I have worked with relief system for a while and usually when it comes to external fire scenarios, there is a curse. API 521 is about the only source of guidance provided to determine if an external fire scenario does apply. However, the wording is sometimes open ended and not very helpful.
What Really Grinds My Gear
Some words of wisdom regarding external fire from API 521 Section 18.104.22.168:
API 521 […] It is typically assumed that the vessel is isolated during a fire in order to simplify the analysis, although a more detailed analysis can be warranted in certain cases. Crediting for alternative relief paths that remain open during an overpressure event is generally an acceptable practice. […]
Okay, cool cool
It can be difficult to establish with a degree of certainty whether a particular line will indeed remain open under all fire conditions. […]
Thanks, I know it’s hard, but I also know you’ll help if I get stuck, right?
Ultimately, the user shall decide whether a scenario is credible or not.
Wonderful, this is what really grinds my gear:
What kind of guidance tells me it’s up to me?
Here Comes the “Intepretations”
Such open ended guidance “it’s up to the user” gives lots of room for intepretations. Sometimes engineers can take advatage of it (in a bad way).
It Starts Slowly
To start, the only creterion needed to consider external fire is:
- Equipment contains liquid
Awesome. However, the fire scenarios relief rate would often be too much for the valves or cause other problems (high inlet/outlet pressure drops). We further scrutinize the scenarios in hope that we can eliminate it. We add more criteria:
- Equipment must be within 25 ft elevation from the fire source.

Entries provided:
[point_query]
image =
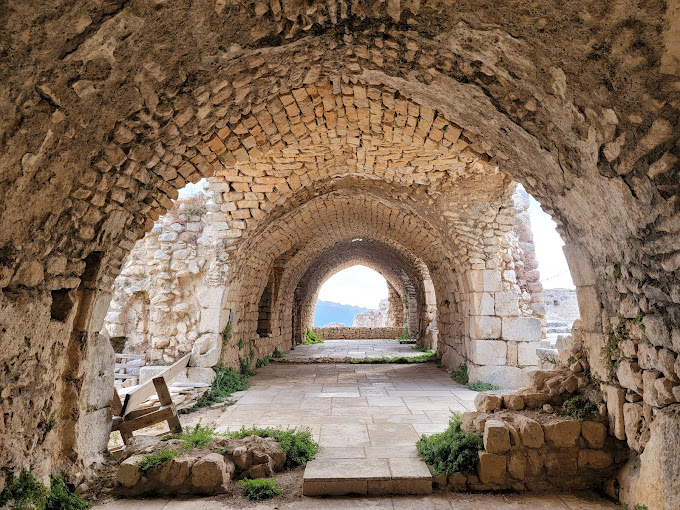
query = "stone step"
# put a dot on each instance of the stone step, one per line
(367, 477)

Exercise brief:
Extend the post about external fire relief scenarios, picking up right after its last line, the criterion about equipment within 25 ft elevation of the fire source. The data are unrelated to the post about external fire relief scenarios.

Output below:
- Platform must be able to sustain a pool of liquid (grading and sloped ground to a drain cannot sustain a pool of liquid).
- Only consider the shell side of a shell and tube exchanger (ignore the tube side).
- Only consider external fire for shell and tube exchangers if the shell side could be automatically blocked in. (Per plant’s procedure, exchangers are drained if manual valves are closed to isolate the exchanger).
- On the other hand, consider external fire if the exchanger shells that can be automatically isolated with automatic control valves/pumps at the inlet or outlet during operation. (the equipment can be sudden blocked before or during a fire)
The criteria above are well within reasonable intepretation of API 521. So we are all good for a while.
Then It Gets Worse
However, we ventured into some arguable criteria to justify how we can rid of external fire altogether:
If exchangers shell can be automatically isolated with an automatic control valve, the control valve/pumps must be within the same fire zone.
The reasoning is that the control valve/pump will stay open during an operational fire, allowing heated liquid to carry heat from the fire away and avoid overpressure.
One can argue that it’s unclear how plant shutdown may or may not isolate the exchanger with these automatic control valves. The exchanger can indeed be isolated because of the fire even though the valve is not directly impacted by the fire.
Only consider external fire if there are nearby equipment that contain hydrocarbon. Ignore all process lined.
The reasoning is that leaking in process line will give minimal amount of hydrocarbon instead of a pool of liquid.
Arguably, a process line can be a supply of hydrocarbon. Leaving it long enough, you’ll get a pool of flammable liquid.
Is there an ignition source?
Can’t get on fire if there is not ignition source.
Often we would look at plot plans, and we found ourselves limit the fire source to “electrical” equipment such as “pumps, compressors, motors…” To verify and argue that there is nothing that can ignite hydrocarbon is difficult.
Can the hydrocarbon be ignited?
For example, kerosene or diesel has a higher ignition temperature, you must heat them up before they can ignite.
But I get slapped in the face if I tell folks “Meh, diesel won’t catch on fire. No worries.”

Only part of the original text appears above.